Document excerpt =>
Cancer Revisited: Caregiving 2.0

A dear friend of mine, who happens to be a physician, once said "We'll all die of cancer if we live long enough..."  Wow.  Quite the statement.  I figured she knew what she was talking about, having seen enough in her practice to back the opinion with evidence.  After helping host a benefit night for two beautiful, dear people in my immediate community, only to lose one of the them the very next day, that statement popped back in my head.    

According to the National Cancer Institute, approximately 38.4% of men and women will undergo a diagnosis of cancer at some point in his/her lifetime (based on 2013-2015 data).  In 2017, an estimated 15,270 children and adolescents - ages 0-19 - were diagnosed, and 1,790 died of said cancer diagnosis.  That's almost 1 in 9 kids diagnosed who pass on from the deadly disease.  

Given the data, it's not surprising so many of us have been affected or know someone who's been affected by the horror of cancer.  As a kid, I remember assigning monsters from horror movies to a place of foreboding in my head.  Didn't we all?  After watching Season 3 of the Netflix Series "Stranger Things" (SciFi spoiler alert:  Aliens within!), I've revisited my childhood and have assigned a monster to this heinous killer.  I now see the Mindflayer when I think of "The Big C" -- an ominous, all-encompassing, soul-sucking monstrosity.  (Think "Predator" meets "Godzilla" meets "Alien".)  And, just like in the horror/suspense sci-fi thrillers of old, the good folks get hurt.  Cancer, after all, does not discriminate.   

But, we mustn't forget that the stars of those movies are the heroes/hero.  All may not end up rosy, but there's usually several bright, shining moments - perhaps a life lesson or two - to which we cling.  YOU are the heroes in this story, My Friends.  YOU can be the light to those around you who are struggling.  No matter the way, shape, or form, there is a deeper purpose intended for you, in the life of those with cancer or other disabilities.  That purpose doesn't have to take up your whole day.  It doesn't mean you HAVE to cook.  Or drive 90 minutes out of your way to go visit the friend or family member.  Place him/her in your thoughts, and figure out a way to reach out.  Call or text him/her.  Say an intentional prayer.  Ask what might be needed.  That's all.  It really is that simple.  It doesn't have to be publicly advertised or posted on social media.  It can even be anonymous.  Merely become aware/remember how precious a commodity you are, and how needed you are.  YOU are the hero!  Until next time, Friends...

*Note:  Cancer statistics pulled from the following websites:


2 comments

  • Nickie

    What a beautiful human you are…and a darned good writer too! Love you so much and love this opportunity you’ve created: for people to show up & share some joy with someone who could use a little extra care.

  • Carol Staudacher

    Teri,
    I love your inspirational post. Keep them coming!

Your instructions =>
Answer these questions from the caregiving post above:
(a) According to the National Cancer Institute, what share of men and women will be diagnosed with cancer at some point in their lifetime?
(b) Which monster from "Stranger Things" does the writer now picture when thinking of cancer?
(c) How long a drive does the post say you don't have to make to visit a friend or family member?

The data =>
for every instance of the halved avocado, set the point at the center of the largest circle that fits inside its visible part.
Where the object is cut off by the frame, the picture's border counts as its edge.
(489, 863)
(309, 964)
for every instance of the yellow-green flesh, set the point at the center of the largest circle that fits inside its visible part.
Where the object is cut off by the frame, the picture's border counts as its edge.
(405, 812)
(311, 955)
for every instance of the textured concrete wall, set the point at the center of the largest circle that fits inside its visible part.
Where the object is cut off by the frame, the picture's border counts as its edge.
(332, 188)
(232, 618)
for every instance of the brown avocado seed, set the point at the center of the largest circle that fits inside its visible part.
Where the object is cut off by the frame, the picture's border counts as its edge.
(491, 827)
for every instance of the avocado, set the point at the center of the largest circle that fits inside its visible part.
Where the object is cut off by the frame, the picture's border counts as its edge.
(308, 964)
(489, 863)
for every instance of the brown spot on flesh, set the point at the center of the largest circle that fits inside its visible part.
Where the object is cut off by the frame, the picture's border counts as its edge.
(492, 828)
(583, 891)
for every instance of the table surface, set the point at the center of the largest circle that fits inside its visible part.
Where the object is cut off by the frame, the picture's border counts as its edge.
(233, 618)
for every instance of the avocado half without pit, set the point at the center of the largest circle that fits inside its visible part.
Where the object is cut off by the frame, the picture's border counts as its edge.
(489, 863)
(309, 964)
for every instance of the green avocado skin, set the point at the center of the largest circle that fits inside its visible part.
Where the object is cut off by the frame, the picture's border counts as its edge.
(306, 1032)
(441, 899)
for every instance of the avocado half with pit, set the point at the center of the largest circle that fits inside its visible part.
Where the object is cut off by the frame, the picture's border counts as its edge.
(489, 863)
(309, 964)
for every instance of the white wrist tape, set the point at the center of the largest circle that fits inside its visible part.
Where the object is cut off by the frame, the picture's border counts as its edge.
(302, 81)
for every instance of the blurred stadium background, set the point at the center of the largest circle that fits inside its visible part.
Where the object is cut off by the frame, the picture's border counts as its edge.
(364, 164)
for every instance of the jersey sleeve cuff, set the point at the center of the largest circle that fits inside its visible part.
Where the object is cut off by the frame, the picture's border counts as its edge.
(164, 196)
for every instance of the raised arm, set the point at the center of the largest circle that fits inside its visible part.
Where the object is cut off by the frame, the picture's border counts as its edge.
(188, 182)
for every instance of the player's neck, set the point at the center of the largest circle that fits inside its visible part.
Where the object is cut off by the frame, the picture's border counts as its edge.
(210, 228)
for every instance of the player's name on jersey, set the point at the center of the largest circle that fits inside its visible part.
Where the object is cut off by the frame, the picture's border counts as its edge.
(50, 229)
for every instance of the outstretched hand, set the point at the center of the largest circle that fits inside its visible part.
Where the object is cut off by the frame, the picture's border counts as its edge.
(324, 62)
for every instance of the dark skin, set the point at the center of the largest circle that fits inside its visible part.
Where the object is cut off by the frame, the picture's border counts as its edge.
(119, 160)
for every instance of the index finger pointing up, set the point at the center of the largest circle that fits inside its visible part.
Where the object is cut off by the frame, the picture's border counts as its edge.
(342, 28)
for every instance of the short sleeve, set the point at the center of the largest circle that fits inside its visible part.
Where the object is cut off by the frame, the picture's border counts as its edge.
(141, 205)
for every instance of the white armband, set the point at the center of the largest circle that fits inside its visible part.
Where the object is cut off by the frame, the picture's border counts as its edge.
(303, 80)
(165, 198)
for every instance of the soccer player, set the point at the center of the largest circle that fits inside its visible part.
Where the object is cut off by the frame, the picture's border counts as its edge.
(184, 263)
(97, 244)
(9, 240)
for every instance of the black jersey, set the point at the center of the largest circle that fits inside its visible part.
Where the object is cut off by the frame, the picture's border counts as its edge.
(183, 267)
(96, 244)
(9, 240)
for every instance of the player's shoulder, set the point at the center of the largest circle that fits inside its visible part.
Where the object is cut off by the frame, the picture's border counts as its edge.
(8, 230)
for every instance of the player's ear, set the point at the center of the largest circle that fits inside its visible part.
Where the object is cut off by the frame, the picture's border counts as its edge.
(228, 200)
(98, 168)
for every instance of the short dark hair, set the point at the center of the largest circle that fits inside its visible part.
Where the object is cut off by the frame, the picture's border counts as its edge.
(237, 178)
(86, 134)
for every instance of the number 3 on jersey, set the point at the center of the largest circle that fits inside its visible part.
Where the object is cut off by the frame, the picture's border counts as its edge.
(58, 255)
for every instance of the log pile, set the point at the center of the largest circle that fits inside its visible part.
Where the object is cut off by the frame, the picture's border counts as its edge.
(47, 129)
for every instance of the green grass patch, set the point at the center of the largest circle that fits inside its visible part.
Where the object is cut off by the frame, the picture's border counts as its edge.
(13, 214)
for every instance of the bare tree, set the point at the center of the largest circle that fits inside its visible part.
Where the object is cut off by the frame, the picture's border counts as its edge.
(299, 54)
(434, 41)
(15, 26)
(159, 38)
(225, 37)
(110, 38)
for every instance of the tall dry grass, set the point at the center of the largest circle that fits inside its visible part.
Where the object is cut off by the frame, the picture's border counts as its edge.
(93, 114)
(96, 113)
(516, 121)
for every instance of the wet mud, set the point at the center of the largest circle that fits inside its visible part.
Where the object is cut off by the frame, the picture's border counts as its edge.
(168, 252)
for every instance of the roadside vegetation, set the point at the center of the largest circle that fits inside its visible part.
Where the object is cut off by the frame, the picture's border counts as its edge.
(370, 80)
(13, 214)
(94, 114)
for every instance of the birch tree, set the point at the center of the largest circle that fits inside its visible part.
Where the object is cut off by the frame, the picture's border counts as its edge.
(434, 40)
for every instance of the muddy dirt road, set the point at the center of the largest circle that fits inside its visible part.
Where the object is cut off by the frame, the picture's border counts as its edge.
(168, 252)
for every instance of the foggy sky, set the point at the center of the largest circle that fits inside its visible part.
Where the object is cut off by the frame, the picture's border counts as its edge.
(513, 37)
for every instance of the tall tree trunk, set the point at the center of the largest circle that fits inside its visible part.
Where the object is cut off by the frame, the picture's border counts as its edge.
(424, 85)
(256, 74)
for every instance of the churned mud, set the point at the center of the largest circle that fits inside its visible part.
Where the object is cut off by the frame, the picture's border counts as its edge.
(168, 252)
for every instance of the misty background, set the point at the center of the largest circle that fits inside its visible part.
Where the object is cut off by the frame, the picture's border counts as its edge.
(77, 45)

Output for this task =>
(a) About 38.4%, based on 2013-2015 data.
(b) The Mindflayer.
(c) 90 minutes out of your way.